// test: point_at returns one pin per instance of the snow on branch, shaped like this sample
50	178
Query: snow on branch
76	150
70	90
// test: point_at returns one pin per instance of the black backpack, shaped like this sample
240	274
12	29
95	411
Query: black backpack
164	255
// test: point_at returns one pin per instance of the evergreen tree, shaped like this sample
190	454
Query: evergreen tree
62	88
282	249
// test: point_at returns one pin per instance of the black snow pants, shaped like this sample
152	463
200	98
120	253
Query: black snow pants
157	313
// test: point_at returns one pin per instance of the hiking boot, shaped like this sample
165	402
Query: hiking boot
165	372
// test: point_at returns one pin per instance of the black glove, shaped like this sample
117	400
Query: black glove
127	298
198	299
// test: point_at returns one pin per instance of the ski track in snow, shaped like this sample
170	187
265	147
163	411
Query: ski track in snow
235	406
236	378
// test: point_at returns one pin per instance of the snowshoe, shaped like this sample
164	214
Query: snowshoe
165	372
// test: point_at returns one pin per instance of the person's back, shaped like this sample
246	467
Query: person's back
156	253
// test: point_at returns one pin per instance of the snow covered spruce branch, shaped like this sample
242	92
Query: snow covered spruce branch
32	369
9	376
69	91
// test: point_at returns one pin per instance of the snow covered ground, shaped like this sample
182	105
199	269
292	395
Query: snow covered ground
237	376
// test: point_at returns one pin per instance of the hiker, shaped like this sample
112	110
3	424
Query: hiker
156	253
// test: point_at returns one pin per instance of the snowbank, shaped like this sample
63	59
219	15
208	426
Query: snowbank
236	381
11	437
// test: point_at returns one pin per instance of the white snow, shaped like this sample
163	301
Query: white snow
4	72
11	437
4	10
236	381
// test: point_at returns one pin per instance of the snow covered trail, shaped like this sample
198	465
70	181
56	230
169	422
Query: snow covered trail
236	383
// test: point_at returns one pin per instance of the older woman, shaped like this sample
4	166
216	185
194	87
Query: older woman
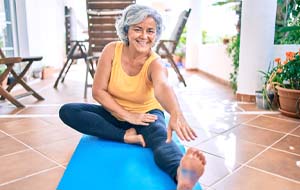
132	89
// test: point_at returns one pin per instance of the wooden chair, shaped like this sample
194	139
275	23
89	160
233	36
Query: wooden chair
18	78
102	16
167	48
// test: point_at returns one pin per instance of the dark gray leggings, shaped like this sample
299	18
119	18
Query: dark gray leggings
94	120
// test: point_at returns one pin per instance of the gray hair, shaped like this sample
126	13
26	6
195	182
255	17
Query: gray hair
134	14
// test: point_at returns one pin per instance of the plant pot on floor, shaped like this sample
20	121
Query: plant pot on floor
262	101
289	100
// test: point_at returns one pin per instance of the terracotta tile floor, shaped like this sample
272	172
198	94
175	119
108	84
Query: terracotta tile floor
246	148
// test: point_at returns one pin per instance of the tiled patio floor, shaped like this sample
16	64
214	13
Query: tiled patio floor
246	148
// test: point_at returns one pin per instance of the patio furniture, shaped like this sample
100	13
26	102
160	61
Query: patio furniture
18	78
167	48
77	51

→ Task prompt:
Please write out all of the data verbatim, with no pictures in the copy.

→ Result:
// test: point_at returns one pin per instance of the snow on branch, shaped like this sample
50	178
Query: snow on branch
76	150
70	90
// test: point_at returns one pin per instance of the black backpack, shaped like this sample
240	274
12	29
95	411
Query: black backpack
164	255
// test: point_at returns one pin per instance of the evergreen tree, shaped like this sample
190	454
Query: evergreen tree
62	88
282	249
// test: point_at returns one pin per instance of the black snow pants, shaped like this sample
152	463
200	98
120	253
Query: black snow pants
157	313
// test: point_at returns one pin per instance of the hiking boot, shaped like this sample
165	402
Query: hiking boot
165	372
// test: point_at returns one pin per instance of the black glove, shaped like this sample
117	400
Query: black glove
127	298
198	299
// test: point_at returns one pin per instance of the ski track in snow, shaped like this sample
170	187
265	147
163	411
Query: ski track in snow
235	406
236	378
// test: point_at returns one pin per instance of the snowshoe, shaped like this sample
164	214
Query: snowshoe
165	372
// test: point_at returns one pin per instance of the person's back, shaped like this sample
246	467
Query: person's back
156	253
// test: point_at returns one pin per instance of the snow covered spruce branch, shaped like this sample
242	92
Query: snow covered spruce branch
32	369
9	376
69	91
// test: point_at returns one pin per instance of the snow covered ground, shaped like this sample
182	105
199	269
292	395
Query: snow covered ground
237	376
// test: point_at returns one pin per instance of the hiker, shaped like this sample
112	110
3	424
Query: hiker
156	253
// test: point_at returns one pin per instance of the snowbank, shaped like this sample
63	59
219	15
208	426
Query: snowbank
236	381
11	437
// test: point_at returns one pin per instance of the white snow, shaped like this sample
163	301
Query: white snow
4	72
11	437
4	10
236	381
// test: point_at returns one pin per instance of the snow covered trail, shaped like this sample
198	465
70	181
56	230
169	422
Query: snow covered trail
236	383
// test: point_at returns one pin per instance of the older woman, shaped like this sample
4	166
216	185
194	87
Query: older woman
132	89
// test: point_at returns one pin per instance of the wooden chair, shaped like this sample
194	139
275	23
89	160
233	36
Query: wooden chair
18	78
102	16
167	48
// test: point_at returns one pin per instance of the dark gray leggings, shaped like this sample
299	18
119	18
Query: dark gray leggings
94	120
// test: point_at returns one pin per instance of the gray hair, shaped like this sample
126	13
26	6
195	182
255	17
Query: gray hair
134	14
// test: point_at returns one pin per instance of the plant pot on floor, shaped like this sample
20	121
Query: plant pot on floor
262	101
289	100
// test: point_at returns one pin per instance of the terracotta tile floor, shaped like this sample
272	172
198	94
175	119
108	84
Query: terracotta tile floor
246	148
// test: point_at returns one pin per instance of the tiled patio floor, shaped like this sample
16	64
214	13
Query: tiled patio floor
246	148
// test: point_at returns one pin per instance of the patio furniture, shaped like this sample
100	13
26	102
160	61
Query: patio furniture
18	78
167	48
77	51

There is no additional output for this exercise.